*** Extracted text

Keywords

1 Introduction

The online behavior of users (e.g., online shopping, interacting on social media) leaves a trail of digital footprints. Nowadays, these digital footprints are in most cases accumulated and traded by various online organizations, offering “free” services to the users. Companies, such as Facebook and Google, are using individuals’ personal data to profile users and provide them so called “targeted ads”. As a result, they are basically feeding on the users’ data to gain tremendous profits, leaving the user without any possibilities to actually monetize their own digital footprints in a transparent data market.

Besides the delicate legal and ethical aspects of exploiting user data (see for example the recent Cambridge Analytica scandal), a major reason for the difficulty of users to monetize their data in a data market is the lack of technical solutions to enforce the desired levels of privacy. When it comes to selling individuals’ personal data, one of the main issues is trustworthiness. Generally, individuals do not want to sell their data to a counter-party and have the risk that that party will sell the data further to others for a higher price, or misuse the data for another purpose than the individual initially agreed to.

******
*** Given material

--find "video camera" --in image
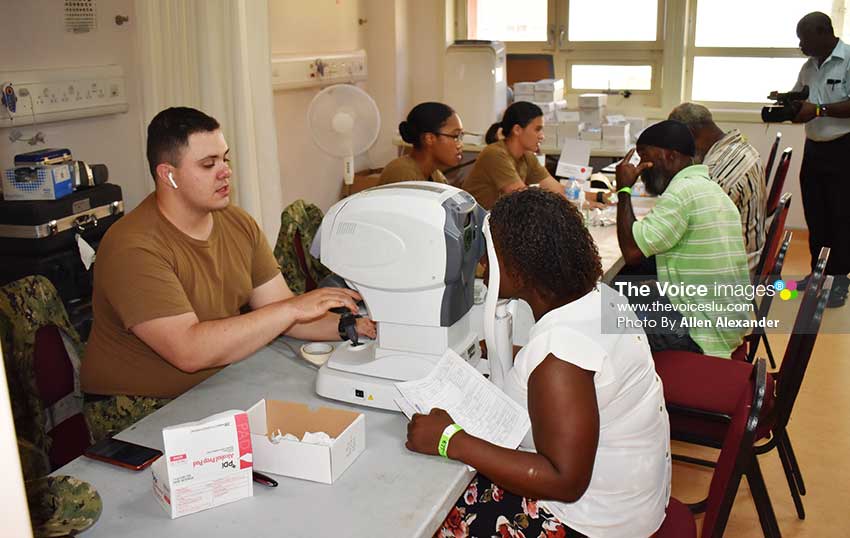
[761,86,809,123]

******

◆ What to do: Continue the introduction above on users monetizing their personal data, starting right after its last sentence about misuse of the data.

◆ Solved exercise:
Two key technologies are emerging as essential to allow such a data market to be established. The first one is secure multi-party computation (hereby referred to as MPC)Footnote 1. MPC is a technology that allows data to be shared in a secret form (i.e., encrypted), while at the same time allowing meaningful computations to be performed on the data, the results of which could be shared with a third-party willing to pay for them. At no point in this process are data exposed in clear form, meaning that no parties involved in sharing the data and computing on the data can have access to the data, other than the owner of the data. By enabling calculation without removing encryption, MPC is the first cryptography-based technology that permits multi-owner data sharing and processing, ensuring that only data owners are allowed to access their data.

The second technology is smart contracts (hereby referred to as SC)Footnote 2. A smart contract is a software program that typically runs in a decentralized infrastructure and once started it cannot be changed. A SC can facilitate, verify, and automatically enforce transactions giving it the potential to preserve data provenance in a data market context, where data ownership is essential. By design, a SC is being executed on a Blockchain which is an open distributed ledger that can record transactions between parties efficiently and in a verifiable and permanent way.

This paper explores the combination of MPC and SC technologies in the context of data markets. It proposes an architecture for combining MPC and SC as baseline technologies for data markets, and reports on a successful proof of concept prototype developed to demonstrate the feasibility of the proposed architecture.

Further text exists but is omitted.